§ **About this task**: In the article on workplace COVID-19 practices, which university carried out the study?

§ **Extract provided**:
□ □ □ □ □
Employees are likely to continue following workplace COVID-19 infection control practices outside of work, new research has found.
A study carried out by Washington State University discovered that workplace cultures that adopted COVID-19 infection control practices, such as daily health checks and encouraging sick workers to stay home, resulted in less “sickness presenteeism” or travelling when feeling ill. The effect was found both inside and outside of work – meaning fewer employees with COVID-19 symptoms showed up to work and other public places like grocery stores, gyms, and restaurants.
The same applied for attitudes towards the COVID-19 infection prevention measures recommended by the Centers for Disease Control and Prevention, such as mask wearing and social distancing. The research showed that employees working for companies with strong COVID-19 infection prevention measures were more likely to have positive attitudes toward the CDC guidelines.
Tahira Probst, Psychology Professor at Washington State University and lead author of the study published in the Journal of Occupational and Environmental Medicine, said: “The workplace COVID-19 climate had a direct effect on shaping employee attitudes towards the personal, preventative health actions that the CDC recommends.
“Public health officials and employers should be aware of the impact that organisations and workplaces can have on stemming the tide of the pandemic. It’s not just that employers have an impact on transmission that occurs within the workplace, but they are also influencing those same employees’ attitudes and behaviours outside of the workplace.”
For the study, the researchers surveyed more than 300 working adults in the US in three waves during the pandemic holiday surge. They first surveyed the workers in October 2020 to assess the COVID-19 climate of their workplaces, then in December 2020, about their attitudes toward the CDC infection prevention guidelines, and finally in February 2021, about their work and non-work behaviours when sick or exposed to COVID-19.
□ □ □ □ □
§ **Records**:
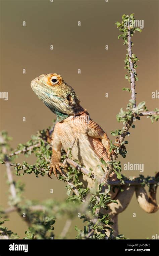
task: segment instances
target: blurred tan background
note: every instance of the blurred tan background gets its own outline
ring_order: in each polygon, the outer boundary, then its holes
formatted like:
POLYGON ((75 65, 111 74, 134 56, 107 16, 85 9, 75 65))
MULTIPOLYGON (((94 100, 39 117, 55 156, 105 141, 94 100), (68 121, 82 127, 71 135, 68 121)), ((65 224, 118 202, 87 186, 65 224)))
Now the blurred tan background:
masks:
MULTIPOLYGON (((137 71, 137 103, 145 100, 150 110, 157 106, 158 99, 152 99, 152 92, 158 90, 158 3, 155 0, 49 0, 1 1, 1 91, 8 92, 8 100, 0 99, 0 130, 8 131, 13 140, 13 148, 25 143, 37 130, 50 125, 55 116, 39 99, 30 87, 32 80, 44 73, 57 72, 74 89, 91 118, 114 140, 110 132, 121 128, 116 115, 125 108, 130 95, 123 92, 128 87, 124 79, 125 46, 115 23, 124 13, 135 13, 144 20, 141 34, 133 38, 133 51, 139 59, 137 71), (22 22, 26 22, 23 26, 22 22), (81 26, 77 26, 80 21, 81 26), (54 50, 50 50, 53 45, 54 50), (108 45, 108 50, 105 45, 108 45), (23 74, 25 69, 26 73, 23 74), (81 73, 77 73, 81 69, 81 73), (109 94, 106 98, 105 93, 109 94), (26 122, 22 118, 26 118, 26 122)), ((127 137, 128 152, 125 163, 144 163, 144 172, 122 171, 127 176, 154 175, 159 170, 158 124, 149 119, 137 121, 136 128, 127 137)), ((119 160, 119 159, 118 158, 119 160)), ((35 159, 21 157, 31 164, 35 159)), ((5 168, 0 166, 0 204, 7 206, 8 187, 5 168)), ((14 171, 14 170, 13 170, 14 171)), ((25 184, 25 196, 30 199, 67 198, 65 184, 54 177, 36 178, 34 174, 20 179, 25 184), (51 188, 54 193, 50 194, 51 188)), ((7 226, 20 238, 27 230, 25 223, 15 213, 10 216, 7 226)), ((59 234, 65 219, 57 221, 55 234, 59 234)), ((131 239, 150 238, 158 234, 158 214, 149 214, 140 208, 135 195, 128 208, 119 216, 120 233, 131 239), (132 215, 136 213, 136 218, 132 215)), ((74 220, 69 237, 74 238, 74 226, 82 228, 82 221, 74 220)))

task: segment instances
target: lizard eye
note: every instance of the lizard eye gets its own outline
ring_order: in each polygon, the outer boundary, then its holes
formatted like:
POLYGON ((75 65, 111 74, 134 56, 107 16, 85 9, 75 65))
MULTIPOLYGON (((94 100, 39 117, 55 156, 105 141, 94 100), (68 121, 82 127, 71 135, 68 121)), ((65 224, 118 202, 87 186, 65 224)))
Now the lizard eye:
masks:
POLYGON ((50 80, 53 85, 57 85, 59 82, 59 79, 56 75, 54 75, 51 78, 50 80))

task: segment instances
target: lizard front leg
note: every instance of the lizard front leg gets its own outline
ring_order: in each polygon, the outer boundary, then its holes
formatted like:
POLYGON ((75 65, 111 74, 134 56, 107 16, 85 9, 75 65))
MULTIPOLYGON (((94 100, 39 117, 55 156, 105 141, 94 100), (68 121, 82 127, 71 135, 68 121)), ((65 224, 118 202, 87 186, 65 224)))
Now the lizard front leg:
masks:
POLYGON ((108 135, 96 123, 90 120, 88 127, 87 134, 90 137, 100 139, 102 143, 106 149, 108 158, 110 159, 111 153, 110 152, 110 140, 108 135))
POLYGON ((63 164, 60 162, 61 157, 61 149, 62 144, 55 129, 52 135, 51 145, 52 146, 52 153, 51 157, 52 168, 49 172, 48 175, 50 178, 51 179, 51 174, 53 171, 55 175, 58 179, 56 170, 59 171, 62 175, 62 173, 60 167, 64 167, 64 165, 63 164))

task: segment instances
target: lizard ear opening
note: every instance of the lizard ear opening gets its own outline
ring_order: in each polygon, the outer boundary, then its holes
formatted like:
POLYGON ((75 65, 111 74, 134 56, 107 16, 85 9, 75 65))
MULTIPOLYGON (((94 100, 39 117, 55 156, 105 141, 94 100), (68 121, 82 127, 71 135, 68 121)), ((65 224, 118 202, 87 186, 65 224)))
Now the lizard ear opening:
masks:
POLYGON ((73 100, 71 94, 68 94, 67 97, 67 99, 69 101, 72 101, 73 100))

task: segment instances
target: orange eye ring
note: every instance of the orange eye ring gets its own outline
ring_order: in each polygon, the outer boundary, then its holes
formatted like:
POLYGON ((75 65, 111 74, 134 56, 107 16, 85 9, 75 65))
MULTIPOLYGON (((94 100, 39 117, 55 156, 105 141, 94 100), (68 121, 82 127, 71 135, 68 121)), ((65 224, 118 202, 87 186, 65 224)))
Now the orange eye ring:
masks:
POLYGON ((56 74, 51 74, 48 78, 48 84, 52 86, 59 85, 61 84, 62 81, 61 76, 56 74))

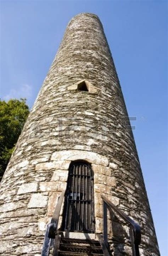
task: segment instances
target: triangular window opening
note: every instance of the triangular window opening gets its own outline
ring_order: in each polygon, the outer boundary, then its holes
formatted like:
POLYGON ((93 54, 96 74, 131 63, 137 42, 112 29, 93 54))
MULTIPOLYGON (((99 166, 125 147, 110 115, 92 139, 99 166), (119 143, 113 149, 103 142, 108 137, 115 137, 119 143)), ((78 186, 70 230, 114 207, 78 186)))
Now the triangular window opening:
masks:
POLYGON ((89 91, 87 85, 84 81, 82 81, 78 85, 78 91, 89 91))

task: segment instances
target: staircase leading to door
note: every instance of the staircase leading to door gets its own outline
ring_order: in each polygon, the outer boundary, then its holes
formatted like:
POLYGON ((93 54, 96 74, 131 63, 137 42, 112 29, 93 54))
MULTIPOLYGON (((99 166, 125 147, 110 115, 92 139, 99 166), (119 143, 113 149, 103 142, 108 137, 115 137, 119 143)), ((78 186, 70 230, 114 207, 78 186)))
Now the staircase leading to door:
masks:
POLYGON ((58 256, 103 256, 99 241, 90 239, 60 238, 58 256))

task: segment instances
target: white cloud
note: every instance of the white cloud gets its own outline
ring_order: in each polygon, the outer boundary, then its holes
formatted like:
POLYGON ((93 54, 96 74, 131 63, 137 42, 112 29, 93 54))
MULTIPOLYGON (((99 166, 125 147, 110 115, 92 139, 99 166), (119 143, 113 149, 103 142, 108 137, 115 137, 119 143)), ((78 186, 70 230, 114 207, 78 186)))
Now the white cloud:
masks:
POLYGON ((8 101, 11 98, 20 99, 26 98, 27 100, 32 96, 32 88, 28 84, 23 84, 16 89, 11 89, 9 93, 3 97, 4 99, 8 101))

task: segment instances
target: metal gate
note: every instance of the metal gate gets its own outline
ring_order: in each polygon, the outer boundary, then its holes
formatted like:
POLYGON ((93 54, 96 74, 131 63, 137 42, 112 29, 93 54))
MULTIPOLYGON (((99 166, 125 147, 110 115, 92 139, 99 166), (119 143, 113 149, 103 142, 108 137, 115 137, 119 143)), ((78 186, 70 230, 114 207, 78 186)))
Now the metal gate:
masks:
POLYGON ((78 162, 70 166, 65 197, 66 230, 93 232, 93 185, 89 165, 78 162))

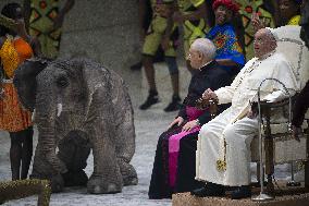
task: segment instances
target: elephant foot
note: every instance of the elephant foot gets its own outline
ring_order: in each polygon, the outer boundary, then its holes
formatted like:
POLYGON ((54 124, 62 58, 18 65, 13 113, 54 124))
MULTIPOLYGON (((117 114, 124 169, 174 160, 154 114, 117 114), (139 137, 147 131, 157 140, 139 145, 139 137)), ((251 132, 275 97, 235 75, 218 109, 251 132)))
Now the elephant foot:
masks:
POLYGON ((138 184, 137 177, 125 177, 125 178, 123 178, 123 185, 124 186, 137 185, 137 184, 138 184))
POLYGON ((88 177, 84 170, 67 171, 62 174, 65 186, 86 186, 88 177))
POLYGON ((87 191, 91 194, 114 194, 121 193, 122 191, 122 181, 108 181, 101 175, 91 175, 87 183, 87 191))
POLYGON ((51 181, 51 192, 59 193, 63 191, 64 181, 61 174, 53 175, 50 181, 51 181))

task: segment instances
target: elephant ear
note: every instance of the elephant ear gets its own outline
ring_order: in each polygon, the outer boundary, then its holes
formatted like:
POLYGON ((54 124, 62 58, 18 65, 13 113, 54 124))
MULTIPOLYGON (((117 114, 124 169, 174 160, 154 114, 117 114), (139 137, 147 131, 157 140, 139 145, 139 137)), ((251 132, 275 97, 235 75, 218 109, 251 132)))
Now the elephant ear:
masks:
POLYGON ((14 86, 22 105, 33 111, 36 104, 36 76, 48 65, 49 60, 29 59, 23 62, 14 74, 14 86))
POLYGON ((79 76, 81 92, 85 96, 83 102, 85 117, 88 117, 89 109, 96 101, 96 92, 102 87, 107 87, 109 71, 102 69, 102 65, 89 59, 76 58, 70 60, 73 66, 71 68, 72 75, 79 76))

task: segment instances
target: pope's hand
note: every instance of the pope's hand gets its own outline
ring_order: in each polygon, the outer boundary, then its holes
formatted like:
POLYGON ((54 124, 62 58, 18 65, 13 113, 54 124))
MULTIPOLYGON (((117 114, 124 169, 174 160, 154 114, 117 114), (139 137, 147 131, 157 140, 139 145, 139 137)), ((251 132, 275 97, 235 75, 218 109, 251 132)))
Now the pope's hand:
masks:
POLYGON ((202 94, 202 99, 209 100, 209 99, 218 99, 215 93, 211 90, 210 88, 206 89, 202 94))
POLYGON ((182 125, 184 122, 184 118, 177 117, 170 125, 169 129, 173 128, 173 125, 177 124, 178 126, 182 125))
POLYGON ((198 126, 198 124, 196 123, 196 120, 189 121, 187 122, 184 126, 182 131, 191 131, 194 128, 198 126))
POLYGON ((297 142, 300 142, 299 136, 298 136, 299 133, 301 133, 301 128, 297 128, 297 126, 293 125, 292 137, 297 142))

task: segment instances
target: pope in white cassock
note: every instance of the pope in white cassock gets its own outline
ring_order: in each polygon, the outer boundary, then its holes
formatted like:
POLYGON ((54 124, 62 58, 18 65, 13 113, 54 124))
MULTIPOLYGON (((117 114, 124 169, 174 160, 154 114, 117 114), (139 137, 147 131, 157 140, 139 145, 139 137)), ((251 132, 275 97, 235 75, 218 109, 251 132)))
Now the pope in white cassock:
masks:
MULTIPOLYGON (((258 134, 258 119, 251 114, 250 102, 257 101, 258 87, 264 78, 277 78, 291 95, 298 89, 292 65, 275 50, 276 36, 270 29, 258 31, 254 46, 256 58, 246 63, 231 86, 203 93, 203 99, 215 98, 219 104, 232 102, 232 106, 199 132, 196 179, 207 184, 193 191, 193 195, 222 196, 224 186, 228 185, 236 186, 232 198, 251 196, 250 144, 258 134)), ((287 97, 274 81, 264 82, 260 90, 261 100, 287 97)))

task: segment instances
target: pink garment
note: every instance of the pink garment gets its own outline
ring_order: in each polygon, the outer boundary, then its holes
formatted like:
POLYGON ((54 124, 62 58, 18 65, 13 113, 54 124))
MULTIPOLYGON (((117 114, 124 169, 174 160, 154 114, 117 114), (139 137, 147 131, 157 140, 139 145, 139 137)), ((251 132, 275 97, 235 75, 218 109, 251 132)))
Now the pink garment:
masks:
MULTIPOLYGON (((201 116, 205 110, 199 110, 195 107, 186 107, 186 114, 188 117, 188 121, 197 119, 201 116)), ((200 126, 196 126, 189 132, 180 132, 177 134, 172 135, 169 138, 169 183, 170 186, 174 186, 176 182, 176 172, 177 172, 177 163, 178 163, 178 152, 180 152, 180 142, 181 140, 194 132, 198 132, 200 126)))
□ □ □ □ □
§ **Your response**: Washington State University